** Given request **
Reproduce the records below, changing "Verify that claim" to "Check that claim" in every record and leaving all other text unaltered.

Saved entries
:::
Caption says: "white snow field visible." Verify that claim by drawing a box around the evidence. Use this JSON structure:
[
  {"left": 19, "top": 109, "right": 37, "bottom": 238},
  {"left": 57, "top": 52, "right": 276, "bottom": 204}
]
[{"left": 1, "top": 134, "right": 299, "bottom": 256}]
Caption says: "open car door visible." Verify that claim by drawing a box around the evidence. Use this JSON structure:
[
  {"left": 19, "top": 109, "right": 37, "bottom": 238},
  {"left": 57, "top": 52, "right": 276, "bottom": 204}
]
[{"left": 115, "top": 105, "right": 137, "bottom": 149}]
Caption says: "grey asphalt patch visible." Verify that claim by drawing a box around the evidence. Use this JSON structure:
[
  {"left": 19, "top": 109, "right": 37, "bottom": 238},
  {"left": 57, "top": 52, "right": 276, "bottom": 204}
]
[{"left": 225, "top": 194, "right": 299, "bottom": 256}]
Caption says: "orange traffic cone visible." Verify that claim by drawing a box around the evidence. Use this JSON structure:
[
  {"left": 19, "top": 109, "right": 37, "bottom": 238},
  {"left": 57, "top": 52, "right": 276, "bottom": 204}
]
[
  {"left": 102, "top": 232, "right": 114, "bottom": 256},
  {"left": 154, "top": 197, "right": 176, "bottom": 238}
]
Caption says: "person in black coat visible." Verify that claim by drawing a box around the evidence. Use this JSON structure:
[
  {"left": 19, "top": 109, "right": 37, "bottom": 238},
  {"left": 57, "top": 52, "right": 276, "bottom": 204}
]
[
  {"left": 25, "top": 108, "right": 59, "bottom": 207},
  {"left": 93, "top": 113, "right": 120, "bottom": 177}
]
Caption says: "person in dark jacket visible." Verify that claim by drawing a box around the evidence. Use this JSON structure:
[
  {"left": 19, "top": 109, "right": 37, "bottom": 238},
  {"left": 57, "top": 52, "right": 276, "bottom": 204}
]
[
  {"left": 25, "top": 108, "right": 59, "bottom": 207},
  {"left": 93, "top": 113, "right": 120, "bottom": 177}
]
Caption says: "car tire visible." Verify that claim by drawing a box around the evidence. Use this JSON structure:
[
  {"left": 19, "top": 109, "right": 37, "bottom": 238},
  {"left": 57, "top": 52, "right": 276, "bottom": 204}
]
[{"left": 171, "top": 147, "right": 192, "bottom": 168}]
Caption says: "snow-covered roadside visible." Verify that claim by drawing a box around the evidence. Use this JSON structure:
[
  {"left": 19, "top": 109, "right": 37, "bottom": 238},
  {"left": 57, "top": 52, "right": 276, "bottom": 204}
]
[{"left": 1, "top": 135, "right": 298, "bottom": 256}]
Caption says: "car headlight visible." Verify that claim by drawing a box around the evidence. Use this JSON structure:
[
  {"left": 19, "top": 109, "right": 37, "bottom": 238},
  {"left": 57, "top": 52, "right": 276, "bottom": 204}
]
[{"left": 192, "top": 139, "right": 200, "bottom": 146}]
:::
** Full output **
Caption says: "white snow field visible." Check that claim by drawing a box around the evidence. Use this JSON structure:
[
  {"left": 19, "top": 109, "right": 37, "bottom": 238},
  {"left": 57, "top": 52, "right": 276, "bottom": 204}
]
[{"left": 1, "top": 134, "right": 299, "bottom": 256}]
Caption says: "open car door visible." Check that claim by drawing a box around the evidence. Use this JSON structure:
[
  {"left": 19, "top": 109, "right": 37, "bottom": 238},
  {"left": 57, "top": 52, "right": 276, "bottom": 204}
]
[{"left": 115, "top": 105, "right": 137, "bottom": 149}]
Caption says: "grey asphalt patch visible." Check that claim by drawing a box around the evidence. Use this JSON structure:
[
  {"left": 19, "top": 109, "right": 37, "bottom": 238},
  {"left": 57, "top": 52, "right": 276, "bottom": 204}
]
[{"left": 225, "top": 194, "right": 299, "bottom": 256}]
Caption says: "orange traffic cone visible." Check that claim by drawing a box around the evidence. Use this JSON structure:
[
  {"left": 19, "top": 109, "right": 37, "bottom": 238},
  {"left": 57, "top": 52, "right": 276, "bottom": 204}
]
[
  {"left": 102, "top": 232, "right": 114, "bottom": 256},
  {"left": 154, "top": 197, "right": 176, "bottom": 238}
]
Caption says: "person in black coat visible." Check that claim by drawing a box around the evidence. Use this JSON structure:
[
  {"left": 19, "top": 109, "right": 37, "bottom": 238},
  {"left": 57, "top": 52, "right": 276, "bottom": 204}
]
[
  {"left": 25, "top": 108, "right": 59, "bottom": 207},
  {"left": 93, "top": 113, "right": 120, "bottom": 177}
]
Caption says: "person in dark jacket visible." Check that claim by drawing a box around the evidence. Use this JSON structure:
[
  {"left": 19, "top": 109, "right": 37, "bottom": 238},
  {"left": 57, "top": 52, "right": 276, "bottom": 204}
]
[
  {"left": 25, "top": 108, "right": 59, "bottom": 207},
  {"left": 93, "top": 113, "right": 120, "bottom": 177}
]
Caption says: "car tire visible." Check that claim by drawing a box around the evidence. Use this JSON structure:
[
  {"left": 19, "top": 109, "right": 37, "bottom": 238},
  {"left": 57, "top": 52, "right": 276, "bottom": 204}
]
[{"left": 171, "top": 147, "right": 192, "bottom": 168}]
Caption says: "snow-covered roadside visible." Check that claim by drawing a box around the evidence. Use this JSON structure:
[
  {"left": 19, "top": 109, "right": 37, "bottom": 238},
  {"left": 57, "top": 52, "right": 276, "bottom": 204}
]
[{"left": 1, "top": 135, "right": 298, "bottom": 256}]
Caption says: "car headlight visible." Check that claim by drawing a box around the evidence. Use this JSON structure:
[
  {"left": 19, "top": 109, "right": 37, "bottom": 238},
  {"left": 57, "top": 52, "right": 276, "bottom": 204}
]
[{"left": 192, "top": 139, "right": 200, "bottom": 146}]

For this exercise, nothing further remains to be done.